━━ Supplied material
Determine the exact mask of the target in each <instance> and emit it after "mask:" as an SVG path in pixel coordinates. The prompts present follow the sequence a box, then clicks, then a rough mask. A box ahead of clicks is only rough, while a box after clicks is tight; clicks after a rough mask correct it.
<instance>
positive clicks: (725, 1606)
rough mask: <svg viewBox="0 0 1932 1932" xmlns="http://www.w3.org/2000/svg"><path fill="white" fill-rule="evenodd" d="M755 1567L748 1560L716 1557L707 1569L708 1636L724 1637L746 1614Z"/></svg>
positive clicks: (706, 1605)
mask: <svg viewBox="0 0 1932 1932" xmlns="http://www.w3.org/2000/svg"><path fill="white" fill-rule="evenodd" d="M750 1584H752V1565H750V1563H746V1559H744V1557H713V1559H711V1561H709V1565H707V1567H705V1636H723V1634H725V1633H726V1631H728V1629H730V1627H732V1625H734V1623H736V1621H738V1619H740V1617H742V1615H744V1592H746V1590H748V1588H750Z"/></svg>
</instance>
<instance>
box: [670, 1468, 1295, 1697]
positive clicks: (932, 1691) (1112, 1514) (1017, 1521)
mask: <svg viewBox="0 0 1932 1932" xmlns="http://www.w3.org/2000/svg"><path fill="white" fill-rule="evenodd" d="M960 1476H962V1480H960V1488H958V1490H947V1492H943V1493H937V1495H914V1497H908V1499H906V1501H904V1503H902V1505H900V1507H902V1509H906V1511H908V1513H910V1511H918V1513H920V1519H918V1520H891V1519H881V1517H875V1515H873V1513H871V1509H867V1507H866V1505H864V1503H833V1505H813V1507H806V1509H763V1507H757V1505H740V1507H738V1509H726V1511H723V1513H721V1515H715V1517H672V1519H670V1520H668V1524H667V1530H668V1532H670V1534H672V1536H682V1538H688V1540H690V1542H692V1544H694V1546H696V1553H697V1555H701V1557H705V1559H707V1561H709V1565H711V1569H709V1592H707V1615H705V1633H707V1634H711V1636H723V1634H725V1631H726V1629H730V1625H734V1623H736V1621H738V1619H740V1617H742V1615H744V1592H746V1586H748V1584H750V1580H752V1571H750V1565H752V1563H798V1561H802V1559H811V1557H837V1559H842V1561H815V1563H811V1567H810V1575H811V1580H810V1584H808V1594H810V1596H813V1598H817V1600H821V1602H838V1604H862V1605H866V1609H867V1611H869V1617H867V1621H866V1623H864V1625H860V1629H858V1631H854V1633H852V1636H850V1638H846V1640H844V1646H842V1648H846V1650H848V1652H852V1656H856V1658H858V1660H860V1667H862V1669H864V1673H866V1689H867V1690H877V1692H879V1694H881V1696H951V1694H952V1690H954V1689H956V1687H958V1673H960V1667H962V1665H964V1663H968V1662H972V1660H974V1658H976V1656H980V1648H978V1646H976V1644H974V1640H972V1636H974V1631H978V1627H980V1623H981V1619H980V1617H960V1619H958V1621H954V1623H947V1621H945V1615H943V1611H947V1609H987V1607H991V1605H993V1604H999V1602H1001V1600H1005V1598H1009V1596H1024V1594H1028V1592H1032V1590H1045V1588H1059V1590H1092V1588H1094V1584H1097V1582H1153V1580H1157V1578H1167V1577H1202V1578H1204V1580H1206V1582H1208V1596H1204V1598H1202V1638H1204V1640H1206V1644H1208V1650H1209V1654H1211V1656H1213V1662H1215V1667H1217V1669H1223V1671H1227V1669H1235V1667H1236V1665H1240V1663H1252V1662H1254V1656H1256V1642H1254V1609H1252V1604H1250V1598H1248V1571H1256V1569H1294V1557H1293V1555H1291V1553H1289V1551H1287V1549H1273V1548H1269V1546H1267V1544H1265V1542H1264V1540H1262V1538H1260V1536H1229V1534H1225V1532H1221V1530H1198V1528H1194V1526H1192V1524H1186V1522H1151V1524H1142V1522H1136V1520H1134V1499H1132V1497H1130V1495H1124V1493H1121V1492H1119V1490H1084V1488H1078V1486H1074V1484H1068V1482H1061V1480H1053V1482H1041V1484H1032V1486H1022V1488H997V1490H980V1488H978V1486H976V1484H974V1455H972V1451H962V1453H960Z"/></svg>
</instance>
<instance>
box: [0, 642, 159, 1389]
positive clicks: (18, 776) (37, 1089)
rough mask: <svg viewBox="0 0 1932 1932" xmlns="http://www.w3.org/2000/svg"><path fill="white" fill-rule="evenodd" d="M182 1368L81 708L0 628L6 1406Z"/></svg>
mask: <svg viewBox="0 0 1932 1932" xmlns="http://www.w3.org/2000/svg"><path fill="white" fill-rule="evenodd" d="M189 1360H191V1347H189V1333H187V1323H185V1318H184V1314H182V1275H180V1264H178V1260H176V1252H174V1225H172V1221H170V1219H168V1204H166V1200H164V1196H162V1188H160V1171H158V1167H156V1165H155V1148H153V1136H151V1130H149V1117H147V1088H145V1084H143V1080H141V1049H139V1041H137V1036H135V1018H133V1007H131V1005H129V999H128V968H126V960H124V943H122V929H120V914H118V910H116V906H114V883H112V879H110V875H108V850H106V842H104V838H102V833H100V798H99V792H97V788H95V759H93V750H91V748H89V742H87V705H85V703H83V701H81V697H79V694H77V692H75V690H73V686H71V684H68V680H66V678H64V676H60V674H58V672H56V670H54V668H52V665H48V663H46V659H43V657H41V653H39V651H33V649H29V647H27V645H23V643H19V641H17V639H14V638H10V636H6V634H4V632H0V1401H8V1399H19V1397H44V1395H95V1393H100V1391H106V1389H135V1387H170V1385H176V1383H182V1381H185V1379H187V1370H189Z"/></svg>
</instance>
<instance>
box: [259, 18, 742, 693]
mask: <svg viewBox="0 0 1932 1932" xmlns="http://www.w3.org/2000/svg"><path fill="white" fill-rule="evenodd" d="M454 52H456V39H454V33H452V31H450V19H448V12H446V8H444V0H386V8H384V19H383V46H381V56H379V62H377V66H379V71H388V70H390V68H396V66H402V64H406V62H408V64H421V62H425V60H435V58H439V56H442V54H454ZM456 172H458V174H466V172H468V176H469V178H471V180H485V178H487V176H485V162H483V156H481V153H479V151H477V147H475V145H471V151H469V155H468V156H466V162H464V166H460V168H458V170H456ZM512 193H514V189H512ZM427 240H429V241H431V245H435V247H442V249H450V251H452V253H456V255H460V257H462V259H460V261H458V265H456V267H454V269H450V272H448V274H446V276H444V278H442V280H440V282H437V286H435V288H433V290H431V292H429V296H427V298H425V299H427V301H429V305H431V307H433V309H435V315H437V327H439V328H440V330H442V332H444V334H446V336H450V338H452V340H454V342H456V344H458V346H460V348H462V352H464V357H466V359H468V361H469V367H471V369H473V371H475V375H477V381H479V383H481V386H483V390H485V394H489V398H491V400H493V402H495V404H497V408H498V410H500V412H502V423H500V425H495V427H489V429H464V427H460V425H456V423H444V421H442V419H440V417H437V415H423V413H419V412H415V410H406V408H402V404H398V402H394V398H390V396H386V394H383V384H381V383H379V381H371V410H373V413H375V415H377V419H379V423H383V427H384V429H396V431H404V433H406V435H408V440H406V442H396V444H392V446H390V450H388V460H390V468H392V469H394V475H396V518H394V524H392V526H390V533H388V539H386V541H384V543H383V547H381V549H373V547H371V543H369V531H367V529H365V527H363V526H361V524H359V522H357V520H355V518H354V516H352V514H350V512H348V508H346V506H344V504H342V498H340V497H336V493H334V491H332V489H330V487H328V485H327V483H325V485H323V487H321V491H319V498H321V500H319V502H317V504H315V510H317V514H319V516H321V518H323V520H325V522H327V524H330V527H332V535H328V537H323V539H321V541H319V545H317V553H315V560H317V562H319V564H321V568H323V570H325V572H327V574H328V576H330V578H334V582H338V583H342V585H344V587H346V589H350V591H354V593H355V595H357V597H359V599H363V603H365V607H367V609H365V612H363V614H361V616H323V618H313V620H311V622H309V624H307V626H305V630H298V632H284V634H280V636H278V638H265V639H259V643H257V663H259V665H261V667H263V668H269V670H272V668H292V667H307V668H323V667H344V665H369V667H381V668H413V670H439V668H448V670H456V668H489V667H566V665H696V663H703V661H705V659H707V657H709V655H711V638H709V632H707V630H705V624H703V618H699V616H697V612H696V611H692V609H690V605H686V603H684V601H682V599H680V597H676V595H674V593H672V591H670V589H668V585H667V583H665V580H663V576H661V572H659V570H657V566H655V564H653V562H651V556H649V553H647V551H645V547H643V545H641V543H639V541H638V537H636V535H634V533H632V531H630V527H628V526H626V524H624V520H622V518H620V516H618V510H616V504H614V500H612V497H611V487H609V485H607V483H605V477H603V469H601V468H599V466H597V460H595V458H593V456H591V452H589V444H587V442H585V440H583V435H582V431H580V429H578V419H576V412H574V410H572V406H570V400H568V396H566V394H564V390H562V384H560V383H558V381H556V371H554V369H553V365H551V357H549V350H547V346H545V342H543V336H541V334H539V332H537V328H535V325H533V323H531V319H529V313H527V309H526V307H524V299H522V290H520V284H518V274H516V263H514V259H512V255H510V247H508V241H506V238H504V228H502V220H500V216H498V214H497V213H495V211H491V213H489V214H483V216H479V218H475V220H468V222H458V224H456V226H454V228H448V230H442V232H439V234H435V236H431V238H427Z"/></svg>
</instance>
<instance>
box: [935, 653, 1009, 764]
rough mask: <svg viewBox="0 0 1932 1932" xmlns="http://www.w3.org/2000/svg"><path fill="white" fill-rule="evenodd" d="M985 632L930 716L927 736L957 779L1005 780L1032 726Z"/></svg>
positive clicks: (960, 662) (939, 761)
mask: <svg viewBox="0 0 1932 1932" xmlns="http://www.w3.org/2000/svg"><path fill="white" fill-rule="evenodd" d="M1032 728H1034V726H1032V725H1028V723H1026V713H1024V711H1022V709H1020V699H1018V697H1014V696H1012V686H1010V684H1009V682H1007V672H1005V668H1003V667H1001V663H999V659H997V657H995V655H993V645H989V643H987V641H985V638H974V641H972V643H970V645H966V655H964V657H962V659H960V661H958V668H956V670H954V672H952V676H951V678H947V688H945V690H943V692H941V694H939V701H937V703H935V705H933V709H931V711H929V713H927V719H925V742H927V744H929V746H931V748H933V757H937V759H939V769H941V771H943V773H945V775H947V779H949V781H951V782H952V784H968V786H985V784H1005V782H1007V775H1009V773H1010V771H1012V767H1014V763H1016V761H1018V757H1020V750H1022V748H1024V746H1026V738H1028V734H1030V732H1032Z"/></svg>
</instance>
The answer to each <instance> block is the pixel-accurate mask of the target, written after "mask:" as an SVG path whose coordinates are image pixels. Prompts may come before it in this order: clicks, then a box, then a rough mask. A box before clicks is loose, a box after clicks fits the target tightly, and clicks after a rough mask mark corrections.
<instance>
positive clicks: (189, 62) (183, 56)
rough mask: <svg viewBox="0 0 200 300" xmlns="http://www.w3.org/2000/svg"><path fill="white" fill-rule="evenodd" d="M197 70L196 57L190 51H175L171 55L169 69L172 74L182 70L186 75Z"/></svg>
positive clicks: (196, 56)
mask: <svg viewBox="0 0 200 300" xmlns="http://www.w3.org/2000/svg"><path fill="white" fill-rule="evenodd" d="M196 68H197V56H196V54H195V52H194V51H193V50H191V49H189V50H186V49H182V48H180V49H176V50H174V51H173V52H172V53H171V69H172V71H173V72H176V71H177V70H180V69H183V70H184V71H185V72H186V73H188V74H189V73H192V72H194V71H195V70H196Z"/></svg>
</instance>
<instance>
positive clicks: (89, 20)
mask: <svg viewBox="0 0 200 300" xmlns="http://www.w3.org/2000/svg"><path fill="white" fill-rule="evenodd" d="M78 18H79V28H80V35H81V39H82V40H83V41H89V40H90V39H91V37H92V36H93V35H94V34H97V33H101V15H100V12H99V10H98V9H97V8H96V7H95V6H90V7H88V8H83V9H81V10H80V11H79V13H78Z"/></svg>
━━━━
** Instructions to follow **
Gather every line in the records above that contains the word "positive" and copy each of those lines in full.

** Output for this task **
positive clicks: (725, 1606)
positive clicks: (706, 1605)
positive clicks: (932, 1691) (1112, 1514) (1017, 1521)
positive clicks: (18, 776) (37, 1089)
positive clicks: (960, 662) (939, 761)
positive clicks: (189, 62) (183, 56)
positive clicks: (196, 56)
positive clicks: (89, 20)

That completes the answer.